[START]

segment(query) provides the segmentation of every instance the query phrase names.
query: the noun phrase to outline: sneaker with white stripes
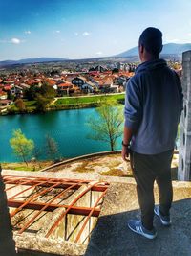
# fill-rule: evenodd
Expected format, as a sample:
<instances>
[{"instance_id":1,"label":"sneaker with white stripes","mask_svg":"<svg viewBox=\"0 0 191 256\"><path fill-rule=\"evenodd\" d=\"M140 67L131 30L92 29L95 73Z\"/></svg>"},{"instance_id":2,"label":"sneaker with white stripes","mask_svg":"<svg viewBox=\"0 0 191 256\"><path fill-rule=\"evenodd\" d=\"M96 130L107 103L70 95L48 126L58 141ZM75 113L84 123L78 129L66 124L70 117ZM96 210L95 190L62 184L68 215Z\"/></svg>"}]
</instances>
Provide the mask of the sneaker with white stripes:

[END]
[START]

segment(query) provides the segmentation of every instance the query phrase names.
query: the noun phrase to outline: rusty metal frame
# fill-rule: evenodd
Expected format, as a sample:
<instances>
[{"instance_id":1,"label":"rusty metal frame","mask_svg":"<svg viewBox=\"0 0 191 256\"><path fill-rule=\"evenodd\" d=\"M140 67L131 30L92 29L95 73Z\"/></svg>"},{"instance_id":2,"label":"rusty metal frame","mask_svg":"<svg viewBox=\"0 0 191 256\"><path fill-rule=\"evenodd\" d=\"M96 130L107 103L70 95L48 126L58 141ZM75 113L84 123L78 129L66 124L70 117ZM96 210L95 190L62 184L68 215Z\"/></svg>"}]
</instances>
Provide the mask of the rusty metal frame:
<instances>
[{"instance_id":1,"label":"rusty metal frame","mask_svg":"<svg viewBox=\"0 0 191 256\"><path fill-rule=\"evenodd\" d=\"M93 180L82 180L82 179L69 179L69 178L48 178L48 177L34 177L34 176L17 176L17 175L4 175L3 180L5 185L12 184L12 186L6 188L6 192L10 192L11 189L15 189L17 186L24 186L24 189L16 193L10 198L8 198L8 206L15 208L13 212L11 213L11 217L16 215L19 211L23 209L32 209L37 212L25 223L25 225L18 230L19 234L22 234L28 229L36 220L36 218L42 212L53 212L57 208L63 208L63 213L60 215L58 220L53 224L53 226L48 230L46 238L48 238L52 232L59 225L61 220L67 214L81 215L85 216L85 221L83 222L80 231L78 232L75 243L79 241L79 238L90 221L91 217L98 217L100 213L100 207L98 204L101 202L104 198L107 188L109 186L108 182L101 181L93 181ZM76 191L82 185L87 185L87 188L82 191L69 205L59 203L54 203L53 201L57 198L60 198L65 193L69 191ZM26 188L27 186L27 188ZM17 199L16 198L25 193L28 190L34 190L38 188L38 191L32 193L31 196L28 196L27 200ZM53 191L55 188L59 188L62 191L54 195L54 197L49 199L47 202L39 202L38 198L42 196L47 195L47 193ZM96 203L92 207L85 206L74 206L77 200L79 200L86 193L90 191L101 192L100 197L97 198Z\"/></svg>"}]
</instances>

[END]

**TASK DETAILS:**
How many lines in the listing above contain the word "metal"? Give only the number.

**TASK RESPONSE:**
4